SELECTED EXCERPT:
::::::::

How Tesco reinvigorated its treasury function

A ratings upgrade, a successful bond and a restored treasury function: Tesco has returned to full strength, writes Liz Loxton

Lynda Heywood

Group treasurer Lynda Heywood arrived at Tesco in 2016 from Kingfisher, where she had spent more than 20 years, the last seven of them as group treasurer.

She joined the supermarket at a point when its turnaround was under way. Treasury’s contribution to that turnaround would prove to be a weighty one.

In the two and a half years since Heywood’s arrival, under her stewardship the function has undergone a significant transformation.

Changes include a treasury management system (TMS) implementation, a reshape of the team structure and a return to the debt markets with a standout bond issuance – achievements recognised in the Large UK Treasury Team of the Year category at The Treasurer’s Deals of the Year Awards 2018.

As well as developing a clearer framework for the treasury function, Heywood has encouraged the team to collaborate and experience other areas within treasury. As a result, a cohesive team has developed, clear about its purpose and effective at what it does.

Here, she explains the rationale behind the changes – then her team members outline the parts they have played in this exciting new era.

Tell me about your move to Tesco, your brief as group treasurer.

I’d spent a lot of time at my previous company and I was ready for a new challenge.

If I think about coming into Tesco, there was the scale and complexity of the business, and an opportunity to develop my leadership with a larger team than I had had previously.

Significantly, one of the strategic objectives of the business was to strengthen the balance sheet, which to me put treasury at the front and centre of the strategy. All that was pretty compelling.

Was reconfiguring the team part of your vision for the new role?

Not initially. I remember thinking that the team structure didn’t make sense, but without properly understanding what everyone did.

The team was looking at options for balance-sheet management; in the middle of a treasury transformation and systems implementation, which was six months in when I arrived, and at the same time trying to reset the group’s risk management policy.

What I found was that we had a strong group of people, but that as a team they needed some focus. There had been a gap in treasurers, and they lacked leadership.

::::::::

ENTRIES SUPPLIED:

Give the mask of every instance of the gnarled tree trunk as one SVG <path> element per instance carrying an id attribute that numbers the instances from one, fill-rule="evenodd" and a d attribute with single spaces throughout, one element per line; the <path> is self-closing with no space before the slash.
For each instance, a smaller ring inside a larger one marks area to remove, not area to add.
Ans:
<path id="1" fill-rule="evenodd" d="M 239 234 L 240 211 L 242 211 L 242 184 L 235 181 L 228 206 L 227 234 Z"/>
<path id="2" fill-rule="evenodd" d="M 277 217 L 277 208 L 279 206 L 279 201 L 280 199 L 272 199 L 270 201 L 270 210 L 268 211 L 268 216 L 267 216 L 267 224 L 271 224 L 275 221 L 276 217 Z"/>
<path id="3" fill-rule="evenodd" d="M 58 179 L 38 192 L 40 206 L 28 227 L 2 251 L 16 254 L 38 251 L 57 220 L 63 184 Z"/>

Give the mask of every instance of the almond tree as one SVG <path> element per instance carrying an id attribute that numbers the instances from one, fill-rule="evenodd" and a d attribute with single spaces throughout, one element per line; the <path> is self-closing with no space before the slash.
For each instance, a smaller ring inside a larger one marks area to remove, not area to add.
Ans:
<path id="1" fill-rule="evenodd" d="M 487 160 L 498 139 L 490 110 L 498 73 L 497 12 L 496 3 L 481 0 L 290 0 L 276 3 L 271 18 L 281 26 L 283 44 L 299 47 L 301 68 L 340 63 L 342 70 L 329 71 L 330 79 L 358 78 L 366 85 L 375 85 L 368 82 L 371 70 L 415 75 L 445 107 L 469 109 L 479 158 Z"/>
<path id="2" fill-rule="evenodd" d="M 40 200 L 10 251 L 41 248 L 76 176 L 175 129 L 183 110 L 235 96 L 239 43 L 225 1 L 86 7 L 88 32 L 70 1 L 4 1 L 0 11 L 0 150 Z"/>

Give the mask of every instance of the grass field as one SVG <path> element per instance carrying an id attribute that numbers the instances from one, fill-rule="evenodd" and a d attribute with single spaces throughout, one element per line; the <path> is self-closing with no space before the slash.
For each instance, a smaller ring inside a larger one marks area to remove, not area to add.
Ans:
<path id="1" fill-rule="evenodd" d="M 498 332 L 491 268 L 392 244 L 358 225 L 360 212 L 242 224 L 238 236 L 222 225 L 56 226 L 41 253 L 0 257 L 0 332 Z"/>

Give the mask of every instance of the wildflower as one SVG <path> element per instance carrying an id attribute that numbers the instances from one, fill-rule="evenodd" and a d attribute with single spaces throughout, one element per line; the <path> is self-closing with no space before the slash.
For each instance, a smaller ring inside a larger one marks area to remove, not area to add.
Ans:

::::::::

THE TASKS:
[1] Say whether each statement agrees with the article on Tesco's treasury function, answering yes or no and quoting the deciding words from it. (a) Heywood had been group treasurer at Kingfisher for the last seven of her years there. (b) The systems implementation had not yet begun when Heywood arrived at Tesco. (c) Reconfiguring the team was part of Heywood's vision from the outset.
[2] Reproduce the stretch of the article on Tesco's treasury function from "Was reconfiguring the" through "risk management policy.".

WRITTEN RESPONSES:
[1]
(a) Yes: "where she had spent more than 20 years, the last seven of them as group treasurer."
(b) No: "which was six months in when I arrived"
(c) No: "Not initially."

[2]
Was reconfiguring the team part of your vision for the new role?

Not initially. I remember thinking that the team structure didn’t make sense, but without properly understanding what everyone did.

The team was looking at options for balance-sheet management; in the middle of a treasury transformation and systems implementation, which was six months in when I arrived, and at the same time trying to reset the group’s risk management policy.